• [RECORDED INFORMATION]:

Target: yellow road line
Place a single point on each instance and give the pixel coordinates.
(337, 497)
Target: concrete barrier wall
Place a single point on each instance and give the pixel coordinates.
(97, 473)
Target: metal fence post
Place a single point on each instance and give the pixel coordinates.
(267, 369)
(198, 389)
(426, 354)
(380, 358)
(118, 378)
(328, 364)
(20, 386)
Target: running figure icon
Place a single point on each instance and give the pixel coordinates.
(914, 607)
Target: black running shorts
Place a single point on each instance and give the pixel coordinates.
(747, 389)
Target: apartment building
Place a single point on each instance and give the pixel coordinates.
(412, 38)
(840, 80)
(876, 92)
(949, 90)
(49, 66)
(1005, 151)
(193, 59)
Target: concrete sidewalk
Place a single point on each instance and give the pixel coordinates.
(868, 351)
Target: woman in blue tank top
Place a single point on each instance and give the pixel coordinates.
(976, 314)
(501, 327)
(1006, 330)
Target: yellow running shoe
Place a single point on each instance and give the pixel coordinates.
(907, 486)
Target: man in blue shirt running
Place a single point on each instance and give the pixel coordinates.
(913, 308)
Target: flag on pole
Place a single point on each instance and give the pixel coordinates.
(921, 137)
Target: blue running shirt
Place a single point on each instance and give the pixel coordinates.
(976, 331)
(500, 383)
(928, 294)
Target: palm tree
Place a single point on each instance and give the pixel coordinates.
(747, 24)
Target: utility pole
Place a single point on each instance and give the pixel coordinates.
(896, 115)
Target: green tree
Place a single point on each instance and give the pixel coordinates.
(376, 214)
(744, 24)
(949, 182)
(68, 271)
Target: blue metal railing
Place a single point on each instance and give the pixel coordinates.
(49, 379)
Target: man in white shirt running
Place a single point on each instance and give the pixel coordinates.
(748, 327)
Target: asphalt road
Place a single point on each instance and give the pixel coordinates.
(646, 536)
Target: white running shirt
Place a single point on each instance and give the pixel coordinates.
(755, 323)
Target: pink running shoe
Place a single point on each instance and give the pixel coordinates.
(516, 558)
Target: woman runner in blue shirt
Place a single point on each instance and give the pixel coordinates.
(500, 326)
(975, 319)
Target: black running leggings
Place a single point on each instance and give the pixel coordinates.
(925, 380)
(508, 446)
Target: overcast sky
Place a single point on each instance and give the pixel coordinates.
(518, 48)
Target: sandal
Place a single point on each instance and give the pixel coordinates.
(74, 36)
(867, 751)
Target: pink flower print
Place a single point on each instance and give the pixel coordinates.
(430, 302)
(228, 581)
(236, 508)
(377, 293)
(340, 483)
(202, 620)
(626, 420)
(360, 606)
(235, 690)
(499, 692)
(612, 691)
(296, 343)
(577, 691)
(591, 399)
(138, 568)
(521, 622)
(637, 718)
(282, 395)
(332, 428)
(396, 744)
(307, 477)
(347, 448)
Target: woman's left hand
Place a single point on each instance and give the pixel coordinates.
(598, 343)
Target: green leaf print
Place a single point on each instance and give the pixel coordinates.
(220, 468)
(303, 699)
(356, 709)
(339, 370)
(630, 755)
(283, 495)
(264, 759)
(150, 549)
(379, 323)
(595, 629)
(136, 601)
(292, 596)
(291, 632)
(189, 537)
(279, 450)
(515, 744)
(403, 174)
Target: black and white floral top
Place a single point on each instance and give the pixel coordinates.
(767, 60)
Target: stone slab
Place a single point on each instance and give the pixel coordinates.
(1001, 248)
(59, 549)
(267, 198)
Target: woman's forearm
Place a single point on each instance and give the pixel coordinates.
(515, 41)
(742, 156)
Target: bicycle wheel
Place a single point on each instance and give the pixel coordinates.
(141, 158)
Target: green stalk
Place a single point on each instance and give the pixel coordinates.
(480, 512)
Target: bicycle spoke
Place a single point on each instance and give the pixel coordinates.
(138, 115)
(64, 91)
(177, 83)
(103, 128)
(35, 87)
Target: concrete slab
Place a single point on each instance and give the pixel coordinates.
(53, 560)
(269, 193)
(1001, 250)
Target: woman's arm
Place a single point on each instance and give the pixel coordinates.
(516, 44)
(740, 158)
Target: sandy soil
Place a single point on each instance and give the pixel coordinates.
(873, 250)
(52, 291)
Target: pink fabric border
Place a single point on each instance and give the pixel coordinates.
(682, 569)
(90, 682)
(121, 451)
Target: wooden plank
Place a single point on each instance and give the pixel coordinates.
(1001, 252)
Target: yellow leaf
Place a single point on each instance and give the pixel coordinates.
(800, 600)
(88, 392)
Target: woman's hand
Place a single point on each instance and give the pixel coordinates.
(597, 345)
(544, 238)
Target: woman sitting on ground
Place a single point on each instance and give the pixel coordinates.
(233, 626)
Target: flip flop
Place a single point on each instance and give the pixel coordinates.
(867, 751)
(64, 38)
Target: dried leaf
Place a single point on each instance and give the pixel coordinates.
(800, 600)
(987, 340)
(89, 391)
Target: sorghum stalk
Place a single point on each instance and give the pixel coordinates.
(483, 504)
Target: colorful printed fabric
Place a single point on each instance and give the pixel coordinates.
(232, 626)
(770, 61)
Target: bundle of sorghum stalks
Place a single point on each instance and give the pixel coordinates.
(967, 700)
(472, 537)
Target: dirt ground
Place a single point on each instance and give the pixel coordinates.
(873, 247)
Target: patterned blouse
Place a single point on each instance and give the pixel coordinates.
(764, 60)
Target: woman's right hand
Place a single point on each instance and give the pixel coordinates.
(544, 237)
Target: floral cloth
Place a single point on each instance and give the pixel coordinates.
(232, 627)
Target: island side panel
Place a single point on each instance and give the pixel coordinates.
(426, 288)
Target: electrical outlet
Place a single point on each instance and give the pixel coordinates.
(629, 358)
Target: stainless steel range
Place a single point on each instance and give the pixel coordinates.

• [WHAT IS NEEDED]:
Retype all of the material above with every character intact.

• [FULL SOLUTION]:
Target: yellow road line
Place a single point on each instance and give the pixel coordinates.
(337, 497)
Target: concrete barrier wall
Place a single point on each instance and give the pixel coordinates.
(97, 473)
Target: metal fence post
Place a single point on each instance and give the pixel coordinates.
(267, 369)
(198, 389)
(426, 354)
(380, 358)
(118, 378)
(328, 364)
(20, 386)
Target: running figure icon
Place a single point on each instance and give the pixel coordinates.
(914, 607)
Target: black running shorts
Place a single point on each instance and give the pixel coordinates.
(747, 389)
Target: apartment building
Place a single point on each instance and give the pixel coordinates.
(412, 38)
(840, 80)
(876, 92)
(949, 90)
(49, 66)
(1005, 151)
(193, 59)
Target: concrete sidewalk
Place a single point on each instance and give the pixel coordinates.
(868, 351)
Target: woman in blue tank top
Place a single point on each instance and give the pixel coordinates.
(976, 314)
(501, 327)
(1006, 330)
Target: yellow running shoe
Place a single point on each instance and give the pixel coordinates.
(907, 486)
Target: man in blue shirt running
Place a single point on each instance and give the pixel coordinates.
(913, 308)
Target: flag on pole
Place a single point on each instance and give the pixel coordinates.
(921, 137)
Target: blue running shirt
Place a single point on each instance and give the pixel coordinates.
(976, 331)
(500, 383)
(928, 294)
Target: palm tree
Place a single point on each instance and give the pixel coordinates.
(747, 24)
Target: utility pole
Place a single point on each instance and give the pixel coordinates.
(896, 115)
Target: green tree
Place a single point on each instance and give the pixel coordinates.
(376, 214)
(744, 24)
(949, 182)
(68, 271)
Target: blue metal railing
Place a single point on each instance and give the pixel coordinates.
(49, 379)
Target: man in white shirt running
Place a single point on each instance and give the pixel coordinates.
(748, 327)
Target: asphalt road
Place a single point on each instance and give the pixel coordinates.
(646, 536)
Target: white running shirt
Place a single point on each instance and give the pixel coordinates.
(755, 323)
Target: pink running shoe
Place a single point on each instance and give the pixel coordinates.
(516, 558)
Target: woman runner in blue shirt
Place a single point on each instance and give the pixel coordinates.
(500, 326)
(975, 319)
Target: black running leggings
Place a single point on each instance and give the pixel coordinates.
(925, 380)
(508, 446)
Target: overcast sky
Place a single point on each instance and give the pixel coordinates.
(518, 48)
Target: sandal
Place a single point on each instance and give the pixel coordinates.
(74, 36)
(867, 751)
Target: pink flower print
Place a single point on each instance and give the pixel coordinates.
(430, 302)
(228, 581)
(236, 508)
(377, 293)
(340, 483)
(202, 620)
(626, 420)
(360, 606)
(235, 690)
(499, 692)
(612, 691)
(296, 343)
(577, 691)
(591, 399)
(138, 568)
(521, 622)
(637, 718)
(282, 395)
(332, 428)
(396, 744)
(307, 477)
(347, 448)
Target: woman's left hand
Place a single point on each instance and give the pixel coordinates.
(598, 343)
Target: green leaf print
Place a single point on each instance and give the pixel coordinates.
(220, 468)
(303, 699)
(356, 709)
(339, 370)
(630, 755)
(283, 495)
(264, 759)
(150, 549)
(379, 323)
(595, 629)
(136, 601)
(292, 596)
(291, 632)
(189, 537)
(279, 450)
(515, 744)
(403, 174)
Target: black and white floral top
Place a single point on each instance and give the pixel coordinates.
(767, 60)
Target: stone slab
Place a single point on each instance and give the pixel coordinates.
(1001, 248)
(59, 549)
(267, 198)
Target: woman's forearm
Place a single point on each instance and give the pixel coordinates.
(515, 41)
(742, 156)
Target: bicycle wheel
Place a single point on each instance and give the pixel coordinates.
(141, 158)
Target: green stalk
Place a single point on each instance and give the pixel coordinates.
(480, 512)
Target: bicycle spoke
Place a single point on each instance and give the pixel coordinates.
(138, 115)
(64, 91)
(177, 83)
(103, 128)
(35, 87)
Target: concrete slab
Place a single point on each instance and give the pixel coordinates.
(53, 560)
(269, 193)
(1001, 250)
Target: woman's arm
Place a single point on each instance and give the pixel coordinates.
(516, 44)
(740, 158)
Target: sandy soil
Place a single point on each instance and give the pixel coordinates.
(873, 250)
(52, 291)
Target: pink fabric border
Place a single point on each instance and give the pixel coordinates.
(682, 569)
(90, 682)
(121, 451)
Target: wooden plank
Place a single point on each instance and give the pixel coordinates.
(1001, 252)
Target: yellow leaf
Place a single point on each instance and give the pixel coordinates.
(800, 600)
(88, 392)
Target: woman's hand
Place a single point on each instance and give the pixel coordinates.
(597, 345)
(544, 238)
Target: woman sitting on ground
Place a single point on each instance and give the pixel coordinates.
(233, 626)
Target: flip flop
Place a single point on each instance and give the pixel coordinates.
(867, 751)
(64, 38)
Target: dried leaf
Place a single point on each instance and give the pixel coordinates.
(800, 600)
(987, 340)
(89, 391)
Target: sorghum stalk
Place a single point on each instance and give the pixel coordinates.
(483, 504)
Target: colorful printed fabric
Place a single point on each instance and give the pixel coordinates.
(232, 626)
(770, 61)
Target: bundle of sorghum stalks
Place a single point on each instance and give the pixel coordinates.
(967, 700)
(472, 537)
Target: dirt ground
Place a single point on each instance and give the pixel coordinates.
(873, 247)
Target: patterned blouse
Place a single point on each instance and give the pixel coordinates.
(764, 60)
Target: woman's right hand
Place a single point on each instance and give the pixel coordinates.
(544, 237)
Target: floral cloth
Place a single point on each instance and give the pixel coordinates.
(232, 627)
Target: island side panel
Place a single point on each instance and give the pixel coordinates.
(426, 288)
Target: electrical outlet
Place a single point on each instance and give the pixel coordinates.
(629, 358)
Target: stainless steel range
Place a single point on each instance and give the pixel coordinates.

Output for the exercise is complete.